DATA SHOWN =>

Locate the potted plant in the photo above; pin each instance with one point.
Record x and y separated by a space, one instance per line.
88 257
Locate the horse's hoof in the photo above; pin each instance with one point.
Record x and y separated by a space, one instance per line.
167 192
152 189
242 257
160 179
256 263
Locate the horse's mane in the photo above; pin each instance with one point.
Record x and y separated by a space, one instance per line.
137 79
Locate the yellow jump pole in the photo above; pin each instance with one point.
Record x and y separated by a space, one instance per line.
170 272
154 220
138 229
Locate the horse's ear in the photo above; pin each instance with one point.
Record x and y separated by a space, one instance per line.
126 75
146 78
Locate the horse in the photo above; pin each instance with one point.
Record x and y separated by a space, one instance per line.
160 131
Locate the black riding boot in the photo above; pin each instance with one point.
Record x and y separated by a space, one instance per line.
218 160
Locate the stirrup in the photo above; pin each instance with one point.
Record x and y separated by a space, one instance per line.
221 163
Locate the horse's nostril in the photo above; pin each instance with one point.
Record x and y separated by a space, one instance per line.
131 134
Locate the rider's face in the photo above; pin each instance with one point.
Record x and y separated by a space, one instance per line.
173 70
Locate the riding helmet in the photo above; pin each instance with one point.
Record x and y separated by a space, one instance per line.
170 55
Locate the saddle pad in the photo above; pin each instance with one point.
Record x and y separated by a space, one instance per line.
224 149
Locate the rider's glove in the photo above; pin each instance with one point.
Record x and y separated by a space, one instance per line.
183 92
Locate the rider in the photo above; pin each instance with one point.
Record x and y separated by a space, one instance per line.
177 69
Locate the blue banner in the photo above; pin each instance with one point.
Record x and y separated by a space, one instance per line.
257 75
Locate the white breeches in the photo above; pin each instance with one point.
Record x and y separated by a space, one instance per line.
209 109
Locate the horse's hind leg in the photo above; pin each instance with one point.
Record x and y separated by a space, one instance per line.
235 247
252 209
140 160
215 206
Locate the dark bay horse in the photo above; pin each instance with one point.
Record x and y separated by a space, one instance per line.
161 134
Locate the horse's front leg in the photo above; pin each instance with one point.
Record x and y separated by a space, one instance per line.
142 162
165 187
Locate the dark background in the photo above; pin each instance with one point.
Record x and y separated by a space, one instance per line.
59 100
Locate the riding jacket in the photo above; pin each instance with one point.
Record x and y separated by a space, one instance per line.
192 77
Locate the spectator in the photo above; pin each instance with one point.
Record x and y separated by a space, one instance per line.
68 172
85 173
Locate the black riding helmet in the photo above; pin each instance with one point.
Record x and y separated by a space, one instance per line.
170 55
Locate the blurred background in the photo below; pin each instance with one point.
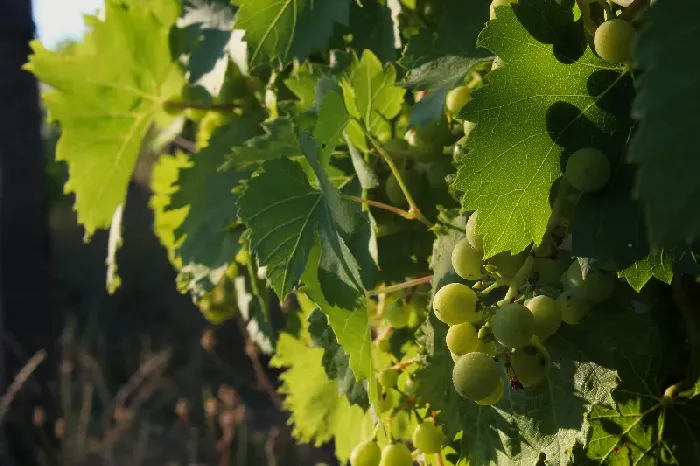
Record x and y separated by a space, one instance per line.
135 378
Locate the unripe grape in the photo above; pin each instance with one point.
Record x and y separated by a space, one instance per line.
466 260
513 325
474 239
396 454
458 98
461 339
614 40
547 314
530 364
398 314
573 310
588 170
388 378
366 454
597 287
495 395
428 438
475 376
497 3
455 303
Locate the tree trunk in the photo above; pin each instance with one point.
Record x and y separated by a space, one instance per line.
25 316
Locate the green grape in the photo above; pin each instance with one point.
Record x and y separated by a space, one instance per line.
398 314
506 265
597 287
461 339
475 376
497 3
513 325
530 363
588 170
385 401
573 309
547 314
396 454
458 98
614 40
388 378
455 303
466 261
428 438
495 395
474 239
366 454
549 271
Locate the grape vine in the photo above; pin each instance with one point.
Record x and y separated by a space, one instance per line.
487 212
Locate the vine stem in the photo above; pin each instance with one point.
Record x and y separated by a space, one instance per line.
526 269
401 286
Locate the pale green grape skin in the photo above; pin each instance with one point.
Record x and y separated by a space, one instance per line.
396 454
466 260
588 170
397 314
513 325
366 454
477 241
495 395
475 376
428 438
497 3
597 287
547 314
388 379
573 310
530 364
614 40
455 303
461 339
458 98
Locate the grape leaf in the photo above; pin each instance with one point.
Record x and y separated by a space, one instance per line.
105 93
288 29
438 77
453 32
524 124
284 214
665 144
370 93
206 236
335 360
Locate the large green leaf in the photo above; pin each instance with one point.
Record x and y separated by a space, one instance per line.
288 29
665 144
549 99
106 92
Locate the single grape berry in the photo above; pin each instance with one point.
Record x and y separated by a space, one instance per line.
497 3
388 378
547 314
588 170
427 437
495 395
461 339
513 325
458 98
466 260
366 454
475 375
596 287
573 310
396 454
614 40
530 363
477 241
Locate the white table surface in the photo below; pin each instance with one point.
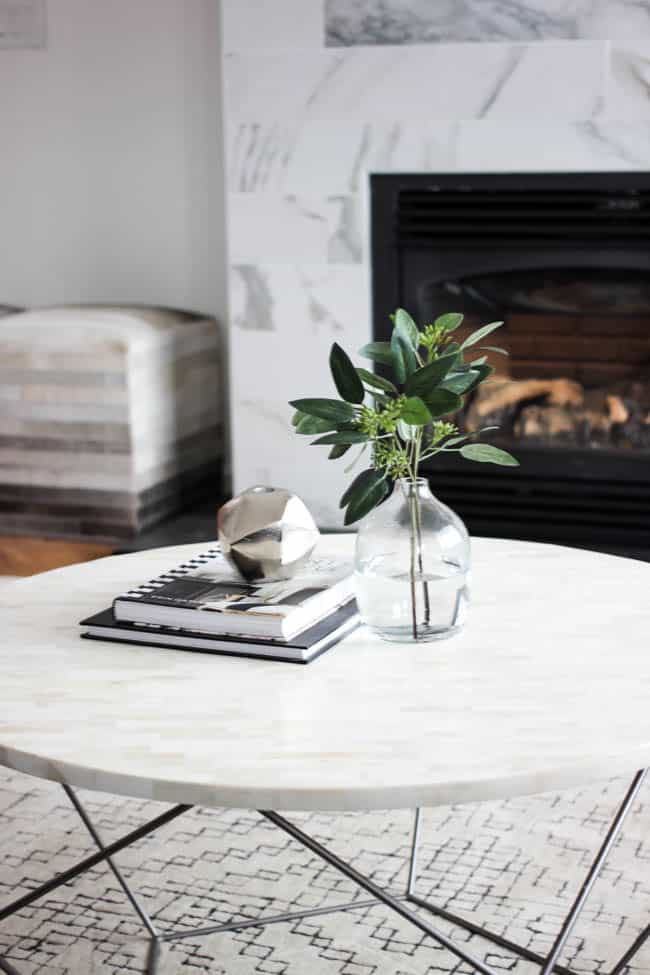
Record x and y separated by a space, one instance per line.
549 686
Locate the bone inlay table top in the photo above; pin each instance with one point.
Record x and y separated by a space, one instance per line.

DESCRIPTION OF THE TASK => Only the lines from the start of the material through the line containing "Locate the horse's mane" should be repeated, and they should be repeated exactly.

OUTPUT FOR THIS TASK =>
Locate the potted plant in the photo above; pin each instance with one point.
Record x and y separated by a space, one instance per line.
88 257
Locate the horse's hoof in the photo above; pin each instance with one point.
Record x and y separated by a space, one instance per line.
167 192
152 189
242 257
160 179
256 263
Locate the horse's mane in the photo above; pin each instance with one point.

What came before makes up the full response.